> [Requirements]
Repeat the following lines without any changes.

(Outline annotation records)
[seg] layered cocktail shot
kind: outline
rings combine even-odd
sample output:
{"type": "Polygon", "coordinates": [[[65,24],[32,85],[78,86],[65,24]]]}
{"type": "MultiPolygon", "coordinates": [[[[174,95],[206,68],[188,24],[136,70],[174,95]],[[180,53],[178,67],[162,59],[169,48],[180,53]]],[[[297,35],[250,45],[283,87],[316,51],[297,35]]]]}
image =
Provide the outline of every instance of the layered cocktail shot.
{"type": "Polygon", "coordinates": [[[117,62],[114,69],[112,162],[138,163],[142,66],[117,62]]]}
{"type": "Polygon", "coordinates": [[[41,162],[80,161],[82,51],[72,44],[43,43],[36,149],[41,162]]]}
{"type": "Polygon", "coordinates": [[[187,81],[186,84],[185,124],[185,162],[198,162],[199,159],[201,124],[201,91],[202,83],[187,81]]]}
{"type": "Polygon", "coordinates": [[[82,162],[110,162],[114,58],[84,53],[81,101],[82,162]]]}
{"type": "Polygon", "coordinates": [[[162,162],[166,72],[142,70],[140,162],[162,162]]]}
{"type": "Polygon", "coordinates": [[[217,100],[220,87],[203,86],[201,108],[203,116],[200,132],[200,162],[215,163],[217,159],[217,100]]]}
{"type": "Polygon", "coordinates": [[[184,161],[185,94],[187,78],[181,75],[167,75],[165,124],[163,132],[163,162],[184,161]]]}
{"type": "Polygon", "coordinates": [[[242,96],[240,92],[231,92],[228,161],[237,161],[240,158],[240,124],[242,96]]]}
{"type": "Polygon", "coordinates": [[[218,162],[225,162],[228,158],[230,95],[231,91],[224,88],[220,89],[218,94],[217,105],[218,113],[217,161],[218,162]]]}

> [Correct answer]
[seg] layered cocktail shot
kind: outline
rings combine even-odd
sample output:
{"type": "Polygon", "coordinates": [[[65,24],[32,85],[78,86],[65,24]]]}
{"type": "MultiPolygon", "coordinates": [[[[174,95],[206,68],[188,24],[136,70],[174,95]],[[180,53],[178,67],[162,59],[169,48],[180,53]]],[[[297,35],[250,45],[283,87],[316,51],[297,35]]]]}
image =
Provide the outline of every instance of the layered cocktail shot.
{"type": "Polygon", "coordinates": [[[117,62],[114,69],[112,162],[138,163],[142,66],[117,62]]]}
{"type": "Polygon", "coordinates": [[[41,162],[80,161],[82,51],[72,44],[43,43],[36,149],[41,162]]]}
{"type": "Polygon", "coordinates": [[[187,81],[186,84],[185,124],[185,162],[198,162],[199,159],[201,124],[201,91],[202,83],[187,81]]]}
{"type": "Polygon", "coordinates": [[[82,162],[110,162],[114,58],[84,53],[81,101],[82,162]]]}
{"type": "Polygon", "coordinates": [[[162,162],[166,72],[142,70],[140,162],[162,162]]]}
{"type": "Polygon", "coordinates": [[[217,100],[220,87],[203,86],[201,108],[203,116],[200,132],[200,162],[215,163],[217,159],[217,100]]]}
{"type": "Polygon", "coordinates": [[[184,161],[185,94],[187,78],[181,75],[167,75],[165,124],[163,132],[163,162],[184,161]]]}
{"type": "Polygon", "coordinates": [[[242,96],[240,92],[231,92],[228,161],[237,161],[240,158],[240,124],[242,96]]]}
{"type": "Polygon", "coordinates": [[[218,162],[225,162],[228,158],[230,95],[231,91],[224,88],[220,89],[218,94],[217,105],[218,113],[217,161],[218,162]]]}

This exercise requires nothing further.